Excerto –
---*---
A Biblioteca e o Museu eram instituições administrativamente distintas, sendo cada uma dirigida por uma pessoa diferente. A referência mais antiga ao responsável da Biblioteca é feita, como vimos, na Carta de Aristeu, onde se menciona Demétrio de Falero "que era encarregado da Biblioteca do rei". O último bibliotecário cujo nome chegou até nós é Onasandro de Pafos que foi nomeado "supervisor da Grande Biblioteca de Alexandria", por Ptolemeu IX, quando este regressou do seu exílio em Chipre em 88 A.C. Em outros documentos, o bibliotecário é designado como "chefe ou presidente da Biblioteca" ou bibliophylax, termo que, nos papiros, significa habitualmente "guarda dos arquivos".

A relação completa dos bibliotecários de Alexandria não chegou infelizmente até nós. Dispomos, como habitualmente, de algumas referências dispersas e de duas listas incompletas, a primeira em Tzetzès e a segunda num papiro de Oxyrhynchus. Da conjugação de ambas pode estabelecer-se a lista seguinte:

1. Zenódoto de Éfeso                       285-270 A.C.
2. Apolónio de Rodes                       270-245 A.C.
3. Eratóstenes de Cirene               245-204/201 A.C.
4. Aristófanes de Bizâncio         204/201-189/186 A.C.
5. Apolónio Eidógrafo                  189/186-175 A.C.
6. Aristarco de Samotrácia                 175-145 A.C.
7. Kydas (um dos homens de armas)       145-116(?) A.C.

Estão ausentes desta lista dois dos nomes mais brilhantes da Biblioteca, Demétrio de Falero e Calímaco. Segundo Aristeu, Demétrio é designado como "encarregado da Biblioteca real"; segundo Tzetzès, Calímaco é "um jovem da corte", não sendo feita a seu respeito qualquer precisão especial. Tais ausências explicam-se facilmente. A lista que aqui reconstituímos começa no reinado de Ptolemeu II Filadelfo, tendo sido ele, muito provavelmente, que criou o lugar oficial de conservador em chefe. Inicialmente, o cargo consistia em superintender e fiscalizar a progressão dos trabalhos na biblioteca, e fora essa missão que Ptolemeu I confiara a Demétrio. Quando Ptolemeu II sucedeu a seu pai, Demétrio foi imediatamente expulso e exilado, pelas razões anteriormente referidas, e Zenódoto nomeado oficialmente para o lugar recém-criado de Bibliotecário.
---*---
Informação fornecida –
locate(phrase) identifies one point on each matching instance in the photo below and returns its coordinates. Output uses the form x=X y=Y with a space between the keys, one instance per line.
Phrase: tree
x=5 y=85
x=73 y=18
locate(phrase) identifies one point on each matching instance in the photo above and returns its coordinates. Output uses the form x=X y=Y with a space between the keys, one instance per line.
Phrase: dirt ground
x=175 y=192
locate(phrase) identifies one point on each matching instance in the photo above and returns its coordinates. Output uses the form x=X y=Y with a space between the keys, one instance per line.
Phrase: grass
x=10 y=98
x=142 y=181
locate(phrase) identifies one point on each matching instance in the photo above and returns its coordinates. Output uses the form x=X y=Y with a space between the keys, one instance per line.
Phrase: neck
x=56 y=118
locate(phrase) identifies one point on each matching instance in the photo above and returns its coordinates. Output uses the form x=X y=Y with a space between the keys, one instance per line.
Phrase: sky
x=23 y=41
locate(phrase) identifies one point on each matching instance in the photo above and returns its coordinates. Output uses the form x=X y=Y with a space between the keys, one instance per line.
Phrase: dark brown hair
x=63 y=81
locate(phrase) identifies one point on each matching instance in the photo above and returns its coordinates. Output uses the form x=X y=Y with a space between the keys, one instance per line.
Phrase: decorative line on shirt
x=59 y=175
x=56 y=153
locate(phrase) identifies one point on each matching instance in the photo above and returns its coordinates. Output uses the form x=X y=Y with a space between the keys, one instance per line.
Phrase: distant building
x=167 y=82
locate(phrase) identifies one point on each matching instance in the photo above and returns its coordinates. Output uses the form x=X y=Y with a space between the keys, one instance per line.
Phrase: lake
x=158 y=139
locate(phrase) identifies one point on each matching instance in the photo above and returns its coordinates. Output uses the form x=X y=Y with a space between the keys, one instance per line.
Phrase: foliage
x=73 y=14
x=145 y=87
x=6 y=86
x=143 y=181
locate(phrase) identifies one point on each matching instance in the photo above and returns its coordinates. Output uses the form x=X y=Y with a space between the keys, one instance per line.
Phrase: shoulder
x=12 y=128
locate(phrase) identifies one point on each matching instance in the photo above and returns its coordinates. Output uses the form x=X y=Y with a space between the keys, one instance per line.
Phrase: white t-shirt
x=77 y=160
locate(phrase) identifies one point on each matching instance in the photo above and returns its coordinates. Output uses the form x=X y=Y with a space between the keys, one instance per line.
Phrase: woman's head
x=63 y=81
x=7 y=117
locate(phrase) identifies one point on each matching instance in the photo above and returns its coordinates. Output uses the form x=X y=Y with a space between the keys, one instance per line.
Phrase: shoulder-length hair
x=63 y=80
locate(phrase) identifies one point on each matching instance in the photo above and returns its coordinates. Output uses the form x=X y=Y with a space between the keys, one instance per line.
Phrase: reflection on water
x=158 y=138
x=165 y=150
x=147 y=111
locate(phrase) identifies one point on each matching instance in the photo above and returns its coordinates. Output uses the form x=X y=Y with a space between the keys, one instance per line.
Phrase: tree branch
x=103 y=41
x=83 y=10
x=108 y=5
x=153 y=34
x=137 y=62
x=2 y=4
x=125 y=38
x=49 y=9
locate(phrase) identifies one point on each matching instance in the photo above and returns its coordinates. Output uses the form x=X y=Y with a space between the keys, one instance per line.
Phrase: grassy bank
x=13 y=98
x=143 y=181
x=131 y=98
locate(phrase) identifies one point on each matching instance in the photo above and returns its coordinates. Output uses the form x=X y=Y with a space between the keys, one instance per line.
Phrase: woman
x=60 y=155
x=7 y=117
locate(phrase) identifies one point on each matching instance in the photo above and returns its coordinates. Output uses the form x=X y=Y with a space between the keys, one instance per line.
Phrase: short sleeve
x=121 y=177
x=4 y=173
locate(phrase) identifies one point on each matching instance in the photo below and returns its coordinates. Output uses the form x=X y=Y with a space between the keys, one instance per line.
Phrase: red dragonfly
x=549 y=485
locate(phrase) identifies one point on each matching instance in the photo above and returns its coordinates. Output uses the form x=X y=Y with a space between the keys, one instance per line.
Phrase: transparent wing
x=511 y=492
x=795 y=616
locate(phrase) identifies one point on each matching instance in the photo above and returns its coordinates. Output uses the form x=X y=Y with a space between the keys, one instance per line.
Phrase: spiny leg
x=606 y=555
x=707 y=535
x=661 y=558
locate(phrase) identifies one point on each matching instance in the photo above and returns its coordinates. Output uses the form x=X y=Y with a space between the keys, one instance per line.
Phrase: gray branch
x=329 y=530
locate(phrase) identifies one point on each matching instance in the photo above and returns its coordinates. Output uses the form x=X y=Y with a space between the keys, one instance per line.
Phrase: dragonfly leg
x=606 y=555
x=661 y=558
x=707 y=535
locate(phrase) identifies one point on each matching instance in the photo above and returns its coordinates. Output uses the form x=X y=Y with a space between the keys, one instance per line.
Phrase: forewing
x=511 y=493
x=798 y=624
---*---
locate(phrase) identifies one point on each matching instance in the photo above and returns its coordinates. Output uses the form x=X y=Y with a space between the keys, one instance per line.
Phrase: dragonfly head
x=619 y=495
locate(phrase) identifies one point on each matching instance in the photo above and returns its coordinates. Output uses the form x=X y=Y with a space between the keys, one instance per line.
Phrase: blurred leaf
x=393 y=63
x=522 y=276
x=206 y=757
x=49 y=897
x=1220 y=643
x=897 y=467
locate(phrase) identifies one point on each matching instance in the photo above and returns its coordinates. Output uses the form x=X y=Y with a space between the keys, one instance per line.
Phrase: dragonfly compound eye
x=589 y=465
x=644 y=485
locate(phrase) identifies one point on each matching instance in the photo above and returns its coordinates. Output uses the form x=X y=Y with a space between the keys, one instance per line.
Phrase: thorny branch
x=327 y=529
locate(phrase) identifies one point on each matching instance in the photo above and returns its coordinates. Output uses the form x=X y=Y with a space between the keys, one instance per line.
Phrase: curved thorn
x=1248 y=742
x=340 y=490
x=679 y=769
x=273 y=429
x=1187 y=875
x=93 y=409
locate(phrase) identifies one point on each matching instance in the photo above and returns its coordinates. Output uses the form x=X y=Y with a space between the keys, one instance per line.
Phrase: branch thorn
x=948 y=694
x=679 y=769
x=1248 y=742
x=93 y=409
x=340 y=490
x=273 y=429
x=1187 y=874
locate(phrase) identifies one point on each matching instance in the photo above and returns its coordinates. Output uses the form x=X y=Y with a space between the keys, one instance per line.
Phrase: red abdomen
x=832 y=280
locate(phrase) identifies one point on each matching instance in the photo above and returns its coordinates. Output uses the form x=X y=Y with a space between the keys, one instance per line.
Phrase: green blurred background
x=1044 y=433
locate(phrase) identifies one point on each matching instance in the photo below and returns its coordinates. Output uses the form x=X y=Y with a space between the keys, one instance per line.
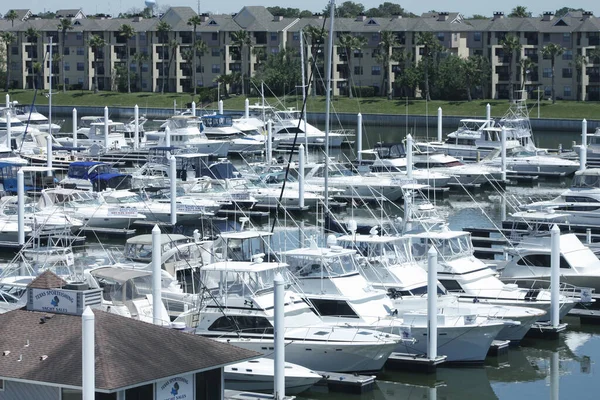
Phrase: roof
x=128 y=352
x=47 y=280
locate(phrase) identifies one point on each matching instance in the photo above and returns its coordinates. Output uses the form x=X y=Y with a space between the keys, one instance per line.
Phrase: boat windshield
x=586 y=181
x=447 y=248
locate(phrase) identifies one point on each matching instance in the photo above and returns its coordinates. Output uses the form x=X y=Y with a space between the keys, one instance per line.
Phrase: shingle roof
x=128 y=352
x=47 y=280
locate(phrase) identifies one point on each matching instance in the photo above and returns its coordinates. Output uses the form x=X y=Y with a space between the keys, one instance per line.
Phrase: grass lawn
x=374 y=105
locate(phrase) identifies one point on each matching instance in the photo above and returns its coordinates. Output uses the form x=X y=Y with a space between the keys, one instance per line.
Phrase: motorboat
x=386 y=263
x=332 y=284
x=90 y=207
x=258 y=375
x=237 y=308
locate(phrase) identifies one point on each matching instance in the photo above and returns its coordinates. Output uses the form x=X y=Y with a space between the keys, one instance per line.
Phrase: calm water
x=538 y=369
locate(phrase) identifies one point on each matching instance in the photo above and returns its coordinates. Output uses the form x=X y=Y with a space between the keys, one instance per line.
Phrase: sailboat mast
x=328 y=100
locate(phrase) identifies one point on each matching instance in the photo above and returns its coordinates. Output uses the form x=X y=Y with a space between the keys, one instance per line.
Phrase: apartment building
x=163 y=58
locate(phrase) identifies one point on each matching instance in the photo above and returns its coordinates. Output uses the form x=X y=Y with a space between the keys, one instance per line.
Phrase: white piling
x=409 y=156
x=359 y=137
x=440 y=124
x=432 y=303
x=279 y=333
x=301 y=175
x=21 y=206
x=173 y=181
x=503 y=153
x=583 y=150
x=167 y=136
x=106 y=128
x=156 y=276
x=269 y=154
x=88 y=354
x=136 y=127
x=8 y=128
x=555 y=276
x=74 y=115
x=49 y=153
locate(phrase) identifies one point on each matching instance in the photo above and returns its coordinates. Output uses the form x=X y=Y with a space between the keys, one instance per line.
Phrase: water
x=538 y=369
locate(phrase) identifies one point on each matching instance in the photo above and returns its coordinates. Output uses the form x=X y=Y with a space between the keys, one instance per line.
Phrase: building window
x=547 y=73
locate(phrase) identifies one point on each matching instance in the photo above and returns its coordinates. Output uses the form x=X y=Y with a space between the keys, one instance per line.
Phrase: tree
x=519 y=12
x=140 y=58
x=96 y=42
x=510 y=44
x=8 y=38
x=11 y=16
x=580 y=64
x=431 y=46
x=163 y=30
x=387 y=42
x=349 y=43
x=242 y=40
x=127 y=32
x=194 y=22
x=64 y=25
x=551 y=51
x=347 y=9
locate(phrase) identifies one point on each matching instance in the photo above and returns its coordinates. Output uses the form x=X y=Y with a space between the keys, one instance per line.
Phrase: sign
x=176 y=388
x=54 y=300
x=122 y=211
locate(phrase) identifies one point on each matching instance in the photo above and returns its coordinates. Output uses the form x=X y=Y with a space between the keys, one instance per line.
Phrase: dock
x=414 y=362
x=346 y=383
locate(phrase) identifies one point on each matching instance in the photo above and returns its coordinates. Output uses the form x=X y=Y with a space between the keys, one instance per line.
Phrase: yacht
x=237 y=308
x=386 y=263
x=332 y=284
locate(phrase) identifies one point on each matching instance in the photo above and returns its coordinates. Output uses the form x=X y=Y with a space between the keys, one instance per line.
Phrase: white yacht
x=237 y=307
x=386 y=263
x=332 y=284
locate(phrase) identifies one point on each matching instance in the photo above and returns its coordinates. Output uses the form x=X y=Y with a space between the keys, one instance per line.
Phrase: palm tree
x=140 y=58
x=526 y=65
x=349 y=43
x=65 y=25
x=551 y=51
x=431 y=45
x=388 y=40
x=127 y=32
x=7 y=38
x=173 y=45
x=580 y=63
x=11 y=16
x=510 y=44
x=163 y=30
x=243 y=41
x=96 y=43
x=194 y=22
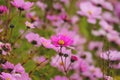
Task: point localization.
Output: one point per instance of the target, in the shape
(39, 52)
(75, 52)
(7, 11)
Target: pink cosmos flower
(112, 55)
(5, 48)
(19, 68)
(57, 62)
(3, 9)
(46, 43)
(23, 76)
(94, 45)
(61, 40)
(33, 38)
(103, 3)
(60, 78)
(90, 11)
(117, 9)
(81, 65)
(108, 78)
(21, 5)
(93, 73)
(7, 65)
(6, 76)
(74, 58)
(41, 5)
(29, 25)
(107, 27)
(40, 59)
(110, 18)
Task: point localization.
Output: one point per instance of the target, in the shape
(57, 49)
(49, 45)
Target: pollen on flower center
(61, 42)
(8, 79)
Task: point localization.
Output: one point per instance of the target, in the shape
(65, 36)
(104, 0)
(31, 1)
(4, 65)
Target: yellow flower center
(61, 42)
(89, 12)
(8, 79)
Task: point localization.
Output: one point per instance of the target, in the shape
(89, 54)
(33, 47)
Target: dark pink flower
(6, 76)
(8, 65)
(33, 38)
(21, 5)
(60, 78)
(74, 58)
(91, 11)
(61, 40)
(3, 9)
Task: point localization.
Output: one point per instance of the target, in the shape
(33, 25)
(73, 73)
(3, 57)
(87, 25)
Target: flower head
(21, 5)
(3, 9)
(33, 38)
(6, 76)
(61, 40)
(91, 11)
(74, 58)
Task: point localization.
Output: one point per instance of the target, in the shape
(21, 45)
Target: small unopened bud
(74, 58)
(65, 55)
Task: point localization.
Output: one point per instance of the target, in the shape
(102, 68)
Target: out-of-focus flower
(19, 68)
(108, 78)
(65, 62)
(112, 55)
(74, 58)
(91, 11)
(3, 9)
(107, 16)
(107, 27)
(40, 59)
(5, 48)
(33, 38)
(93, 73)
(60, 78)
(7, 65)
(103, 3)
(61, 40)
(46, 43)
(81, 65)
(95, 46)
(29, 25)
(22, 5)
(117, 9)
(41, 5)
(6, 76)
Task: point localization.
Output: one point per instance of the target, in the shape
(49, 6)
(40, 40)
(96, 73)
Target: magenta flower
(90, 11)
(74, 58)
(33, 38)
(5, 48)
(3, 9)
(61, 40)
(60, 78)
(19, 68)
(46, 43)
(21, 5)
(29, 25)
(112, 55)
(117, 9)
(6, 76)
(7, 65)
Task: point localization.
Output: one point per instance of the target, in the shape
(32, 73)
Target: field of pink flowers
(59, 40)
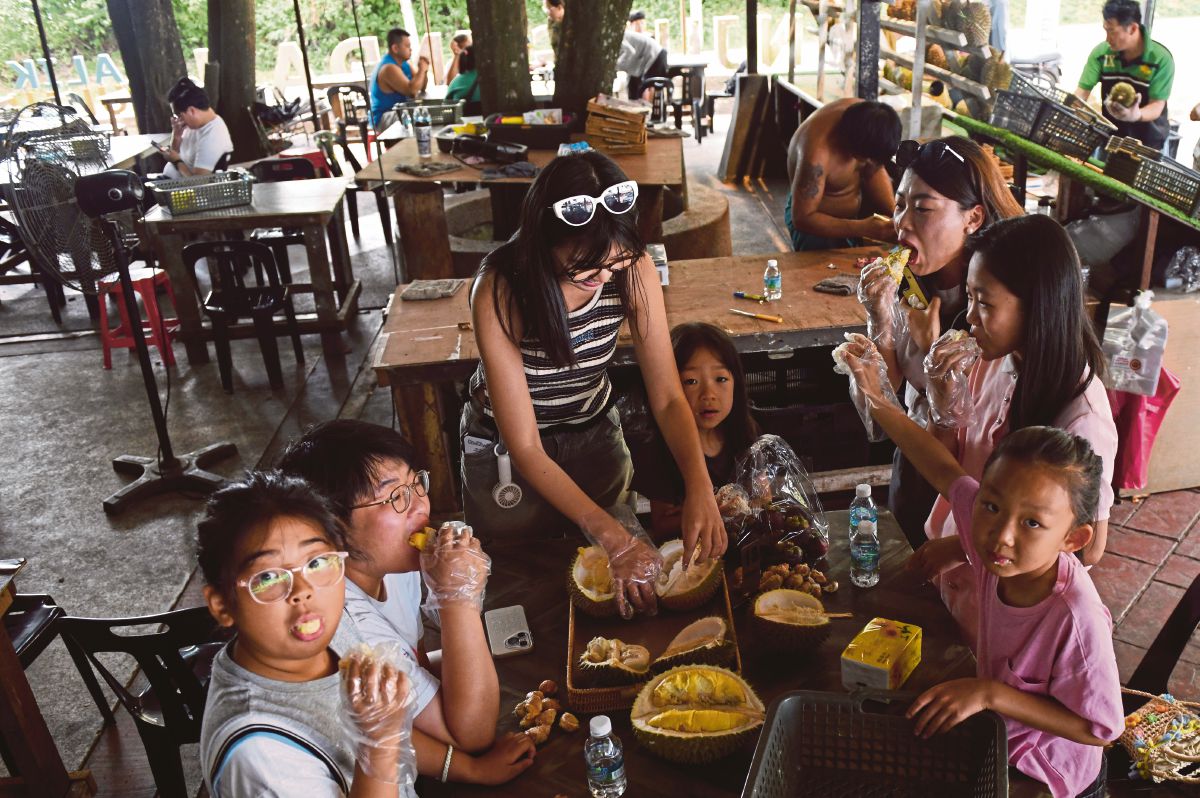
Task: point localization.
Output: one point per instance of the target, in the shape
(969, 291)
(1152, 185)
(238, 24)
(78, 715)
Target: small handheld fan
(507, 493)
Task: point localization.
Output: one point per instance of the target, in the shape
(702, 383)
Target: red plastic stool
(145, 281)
---*---
Tarefa proposta 1 – Enumere todos os nomes que figuram na lista numerada de bibliotecários do excerto sobre a Biblioteca de Alexandria.
Tarefa proposta 2 – Resuma em duas frases o excerto sobre a Biblioteca de Alexandria.
Tarefa proposta 3 – Prossiga o excerto sobre os bibliotecários de Alexandria a partir da última frase apresentada.
Os registos não têm qualquer papel no que aqui se pede.

Resposta escrita 1 –
Zenódoto de Éfeso
Apolónio de Rodes
Eratóstenes de Cirene
Aristófanes de Bizâncio
Apolónio Eidógrafo
Aristarco de Samotrácia
Kydas

Resposta escrita 2 – A relação completa dos bibliotecários de Alexandria não se conservou, mas pode reconstituir-se uma lista parcial a partir de Tzetzès e de um papiro de Oxyrhynchus. Demétrio de Falero e Calímaco não constam dessa lista porque ela começa no reinado de Ptolemeu II, que muito provavelmente criou o cargo oficial e nomeou Zenódoto depois de expulsar e exilar Demétrio.

Resposta escrita 3 –
No que respeita a Calímaco, que era ainda "um jovem", embora dotado de extraordinários talentos, foi-lhe confiada a missão específica, que também já referimos, de organizar os célebres Catálogos da Biblioteca, os Pinakes. O último nome que figura na lista, Kydas, é de algum modo surpreendente. Que faria um "homem de armas" entre os sábios? A única explicação plausível para a sua nomeação em 145 A.C., dever-se-á ao facto, muito provável, de ter sido ele o responsável pela repressão dirigida por Ptolemeu VII Evergeta II contra a facção dos membros do Museu que lhe era hostil. Foi precisamente em 145 A.C. que Aristarco, o bibliotecário que o precedeu, fugiu do país acompanhado de muitos outros sábios. Depois de Kydas o papiro menciona vagamente outros nomes, como Amónio e Zeno-(?) e os gramáticos Dioklos e Apolodoro, no reinado de Ptolemeu IX, não os classificando contudo como bibliotecários.

Zenódoto de Éfeso, o primeiro Bibliotecário foi um poeta épico e um gramático e elaborou a primeira edição crítica dos poemas homéricos. Foi ainda preceptor dos filhos de Ptolemeu I. Apolónio de Rodes, o segundo Bibliotecário, é autor dos Argonáuticos. Eratóstenes de Cirene, o terceiro Bibliotecário, poeta e crítico literário, é antes de tudo um cientista, autor da Geometria, a sua obra geográfica sobre a medida da terra. Escreveu também obras filosóficas, poemas, histórias, una Astronomia, Sobre as escolas de filosofia, Sobre a ausência do desgosto, e numerosos tratados de gramática. Aristófanes de Bizâncio, o quarto Bibliotecário, foi autor do Complemento às Tábuas de Calímaco.

Como alguém escreveu, Demétrio de Falero, Zenódoto de Éfeso, Calímaco e Eratóstenes, terão sido o primeiro "Quarteto de Alexandria".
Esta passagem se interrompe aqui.